--- start Record excerpts ---
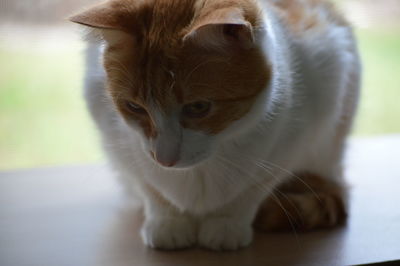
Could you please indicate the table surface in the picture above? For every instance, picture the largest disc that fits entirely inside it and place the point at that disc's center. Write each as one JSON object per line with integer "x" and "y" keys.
{"x": 77, "y": 216}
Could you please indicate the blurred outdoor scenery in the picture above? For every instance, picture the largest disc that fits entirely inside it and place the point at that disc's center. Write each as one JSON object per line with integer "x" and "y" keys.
{"x": 43, "y": 120}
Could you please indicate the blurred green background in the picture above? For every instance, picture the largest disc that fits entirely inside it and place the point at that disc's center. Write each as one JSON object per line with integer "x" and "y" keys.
{"x": 43, "y": 120}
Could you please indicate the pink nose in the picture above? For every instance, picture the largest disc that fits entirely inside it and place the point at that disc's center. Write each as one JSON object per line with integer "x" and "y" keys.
{"x": 167, "y": 164}
{"x": 163, "y": 162}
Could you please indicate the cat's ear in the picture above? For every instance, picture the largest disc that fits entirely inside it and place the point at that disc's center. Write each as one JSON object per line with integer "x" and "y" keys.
{"x": 222, "y": 28}
{"x": 111, "y": 15}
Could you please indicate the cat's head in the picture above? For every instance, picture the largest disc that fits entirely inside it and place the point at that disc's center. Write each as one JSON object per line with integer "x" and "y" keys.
{"x": 185, "y": 74}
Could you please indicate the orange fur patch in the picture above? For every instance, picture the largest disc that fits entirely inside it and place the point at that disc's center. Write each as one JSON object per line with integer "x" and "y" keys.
{"x": 312, "y": 203}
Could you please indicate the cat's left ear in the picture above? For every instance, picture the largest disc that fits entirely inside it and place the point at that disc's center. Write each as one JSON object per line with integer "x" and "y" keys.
{"x": 222, "y": 28}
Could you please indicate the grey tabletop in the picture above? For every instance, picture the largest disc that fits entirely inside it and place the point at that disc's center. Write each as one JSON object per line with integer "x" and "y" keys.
{"x": 77, "y": 216}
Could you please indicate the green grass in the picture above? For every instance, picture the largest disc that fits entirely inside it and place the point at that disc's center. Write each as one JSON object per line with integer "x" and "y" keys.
{"x": 42, "y": 116}
{"x": 379, "y": 112}
{"x": 43, "y": 120}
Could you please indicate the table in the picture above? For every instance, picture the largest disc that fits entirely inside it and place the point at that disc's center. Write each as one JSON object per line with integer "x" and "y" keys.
{"x": 77, "y": 216}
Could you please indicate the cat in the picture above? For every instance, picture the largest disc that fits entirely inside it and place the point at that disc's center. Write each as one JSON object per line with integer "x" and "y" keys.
{"x": 222, "y": 115}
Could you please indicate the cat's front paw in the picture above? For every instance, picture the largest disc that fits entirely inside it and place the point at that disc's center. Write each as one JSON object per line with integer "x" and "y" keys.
{"x": 224, "y": 234}
{"x": 169, "y": 233}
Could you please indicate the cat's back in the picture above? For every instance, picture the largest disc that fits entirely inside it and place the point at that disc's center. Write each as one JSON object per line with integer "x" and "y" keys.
{"x": 308, "y": 16}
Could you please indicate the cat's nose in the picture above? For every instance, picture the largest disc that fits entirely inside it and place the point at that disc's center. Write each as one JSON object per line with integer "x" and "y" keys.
{"x": 167, "y": 164}
{"x": 164, "y": 161}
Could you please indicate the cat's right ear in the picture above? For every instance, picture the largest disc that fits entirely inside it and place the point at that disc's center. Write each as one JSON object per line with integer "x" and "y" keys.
{"x": 109, "y": 15}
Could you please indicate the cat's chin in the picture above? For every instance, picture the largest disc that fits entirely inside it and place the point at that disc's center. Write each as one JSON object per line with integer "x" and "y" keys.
{"x": 183, "y": 165}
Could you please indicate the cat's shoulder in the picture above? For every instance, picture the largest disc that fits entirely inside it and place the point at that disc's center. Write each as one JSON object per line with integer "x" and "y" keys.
{"x": 302, "y": 16}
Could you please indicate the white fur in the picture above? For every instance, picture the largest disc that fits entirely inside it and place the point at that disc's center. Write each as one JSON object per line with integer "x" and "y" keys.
{"x": 290, "y": 128}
--- end Record excerpts ---
### Required task
Arrange all of the lines above as a numbered list, skipping any blank lines. Leave the pictures out of the answer.

### Output for this exercise
1. Could you please indicate the table surface in the picture above? For every instance, picture the largest disc that fits entirely inside it and place the point at that disc's center. Write each as one JSON object per line with integer "x" and "y" keys.
2. {"x": 77, "y": 216}
3. Could you please indicate the blurred outdoor scenery in the picture above? For every instance, picture the largest disc that fits entirely inside it and place the point at that disc's center. Write each as one JSON object per line with integer "x" and "y" keys.
4. {"x": 43, "y": 120}
5. Could you please indicate the blurred green background in the picture above? For every instance, picture the largest disc that fits entirely inside it and place the point at that disc's center. Write each as one JSON object per line with integer "x" and "y" keys.
6. {"x": 43, "y": 120}
7. Could you please indicate the pink nose in the picture above? For every instance, picture the largest disc that fits entirely inside it and place the point at that disc's center. Write each as one JSON object per line with integer "x" and "y" keys.
8. {"x": 167, "y": 164}
9. {"x": 163, "y": 162}
10. Could you please indicate the cat's ear in the picture above? For every instance, picture the largest disc that fits entirely inside it and place the point at that disc's center. Write each as one JSON object per line with integer "x" and "y" keys.
11. {"x": 222, "y": 28}
12. {"x": 111, "y": 15}
13. Could you please indicate the cat's head in the picture above? For every instance, picture the largest disc that fits entirely inside it and place the point at that disc's center. Write each as one JSON object per line with integer "x" and "y" keys.
14. {"x": 185, "y": 74}
15. Could you please indicate the orange fur patch in the picture above? For every instance, picture the largest disc that fits entirely inside it and place the point at that disc's center. Write each as one JSON object per line with integer "x" and "y" keys.
16. {"x": 312, "y": 203}
17. Could you please indicate the cat's left ear in the picture above? For every instance, picture the largest disc that fits entirely inside it and place the point at that disc's center. Write each as one JSON object per line with integer "x" and "y" keys.
18. {"x": 222, "y": 28}
19. Could you please indicate the grey tabletop in the picture above? For every instance, picture the largest disc that fits entirely inside it and place the point at that disc's center. Write each as one JSON object per line with integer "x" and "y" keys.
20. {"x": 77, "y": 216}
21. Could you please indicate the green grass in the picture above? For every instance, picture the largest disc that fits entirely inside it and place the point at that disc's center. Write each as one JSON object per line with integer "x" and "y" keys.
22. {"x": 42, "y": 116}
23. {"x": 379, "y": 112}
24. {"x": 43, "y": 120}
25. Could you please indicate the table in the picture above? For every instance, picture the largest disc that fits entirely inside it and place the point at that disc's center. Write each as one JSON object per line with integer "x" and "y" keys.
26. {"x": 77, "y": 216}
27. Could you please indicate the cat in the picture above? For every instance, picture the largest disc that fits entirely inside it and place the point at that disc's center. Write each as one JSON object per line with integer "x" and "y" keys.
28. {"x": 222, "y": 115}
29. Could you please indicate the cat's front paw in the picture above? For every instance, picture the largest disc that fits entirely inside it and place the point at that disc's center. Write each as one JSON object per line with integer "x" and "y" keys.
30. {"x": 224, "y": 234}
31. {"x": 169, "y": 233}
32. Could you please indicate the cat's back in the picture above? For every instance, picture the largest disc that fits entirely inside it and place the point at that disc's center. Write each as one JSON object per line with integer "x" and "y" keys.
33. {"x": 308, "y": 16}
34. Could you please indicate the cat's nose in the picture above? For every instance, picture the largest disc that fits entirely inside it and place the point at that disc's center. Write each as one JSON object per line with integer "x" and "y" keys.
35. {"x": 167, "y": 164}
36. {"x": 164, "y": 161}
37. Could you please indicate the cat's right ear in the picture above? For every instance, picture the largest disc that fits entirely inside it and place the point at that disc's center. Write each as one JSON object per line with integer "x" and "y" keys.
38. {"x": 109, "y": 15}
39. Could you please indicate the cat's chin in the picture above? For every instance, picture the largest disc that fits entirely inside it and place the point at that disc's center. Write each as one JSON object per line with integer "x" and "y" keys.
40. {"x": 183, "y": 165}
41. Could you please indicate the cat's shoulder in the picture above? For every instance, picture the largest disc that fits entirely inside it and place the point at that disc's center. Write each as one JSON object per line with integer "x" and "y" keys.
42. {"x": 302, "y": 16}
43. Could you please indicate the white fur in the picture above? For every instance, picture the largest disc that fits entirely inside it and place the point at that disc's center. Write each as one JSON object per line with integer "x" and "y" keys.
44. {"x": 290, "y": 128}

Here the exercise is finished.